- TEXT FOR ANALYSIS:
##############################
Gents,
My intention was not at all to come off terse. Need more caffeine perhaps.
I realize I'm preaching to the choir, but there are any number of suitable means of utilizing a handgun with a light. And while I might appreciate one or more of the accessory based ones, I'm also a bit dogmatic of the basics and I view those one handed light skills (san accessories, that is) as cornerstone skills in working at night.
I appreciate Claude's crawl-walk-run type skill building and it sounds like a potentially cool solution to the problem. I'm not sure how that'd work out at some of our clubs time-wise though. It seems hard enough to get people to spend the few extra minutes it takes to help tear down some days. In a class based environment? Absolutely.
I guess my point in making the comment was that I don't view IDPA as forcing anyone to fumble anything. We're required to reload our weapons during courses of fire. If fumbles occur, be it day or night, so be it (obvious safety clause inserted), drive on, get the process done and continue the course of fire.
##############################
- DATA FOR ANALYSIS:
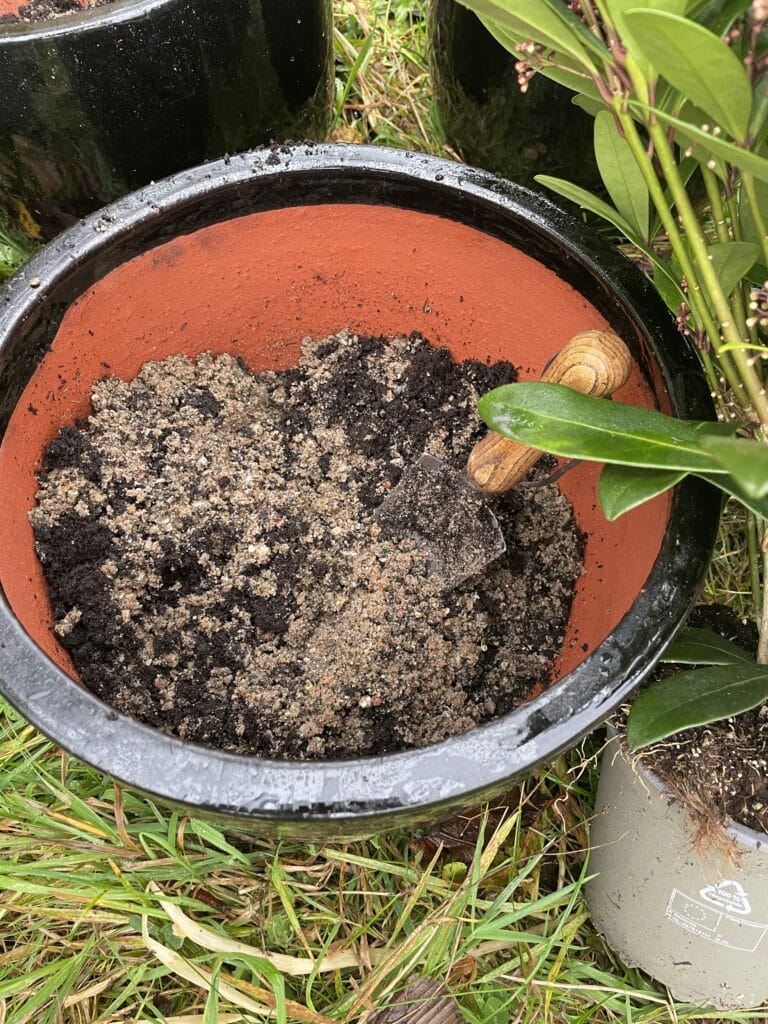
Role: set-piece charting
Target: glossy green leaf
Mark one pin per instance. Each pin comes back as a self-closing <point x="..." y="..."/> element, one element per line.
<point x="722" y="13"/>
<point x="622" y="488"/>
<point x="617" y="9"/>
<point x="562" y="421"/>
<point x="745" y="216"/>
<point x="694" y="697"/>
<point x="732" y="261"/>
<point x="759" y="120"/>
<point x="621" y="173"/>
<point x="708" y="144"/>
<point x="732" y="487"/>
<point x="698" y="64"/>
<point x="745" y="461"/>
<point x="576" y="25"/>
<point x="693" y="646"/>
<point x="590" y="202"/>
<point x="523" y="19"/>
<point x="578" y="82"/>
##############################
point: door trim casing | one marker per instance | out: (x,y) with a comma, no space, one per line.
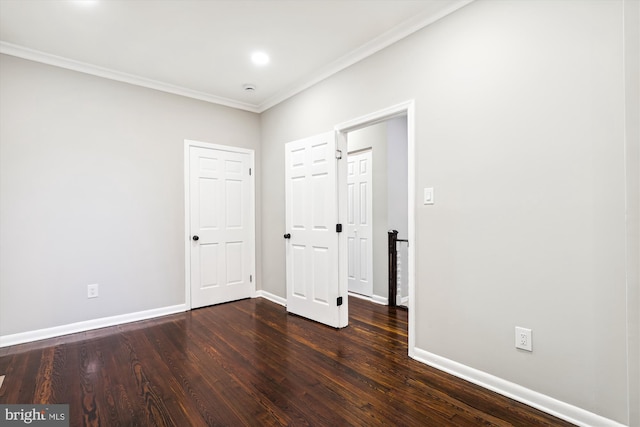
##############################
- QUESTIONS:
**a)** From the forum post on handgun light skills, extract the passage starting at "I realize I'm" and ending at "based environment? Absolutely.".
**b)** Extend the forum post on handgun light skills, picking up after its last sentence.
The records stand apart from the forum post on handgun light skills and have no connection to it.

- RESPONSES TO THE TASKS:
**a)**
I realize I'm preaching to the choir, but there are any number of suitable means of utilizing a handgun with a light. And while I might appreciate one or more of the accessory based ones, I'm also a bit dogmatic of the basics and I view those one handed light skills (san accessories, that is) as cornerstone skills in working at night.
I appreciate Claude's crawl-walk-run type skill building and it sounds like a potentially cool solution to the problem. I'm not sure how that'd work out at some of our clubs time-wise though. It seems hard enough to get people to spend the few extra minutes it takes to help tear down some days. In a class based environment? Absolutely.

**b)**
FWIW, I have seen some malarkey (fumbling?) take place with various light accessories too. On more than one occasion, as an example, I've seen folks give themselves bloody lips and in one case a chipped tooth reloading with their handheld on a lanyard.
Teach cops for long enough and you're bound to witness the full spectrum. My guess is that IDPA's take on the matter is more along the lines of not wanting to require given devices (WMLs, Surefire rings, lanyards, etc, etc…) in order for folks to be competitive. Again, I don't personally feel strongly one way or the other re the rule.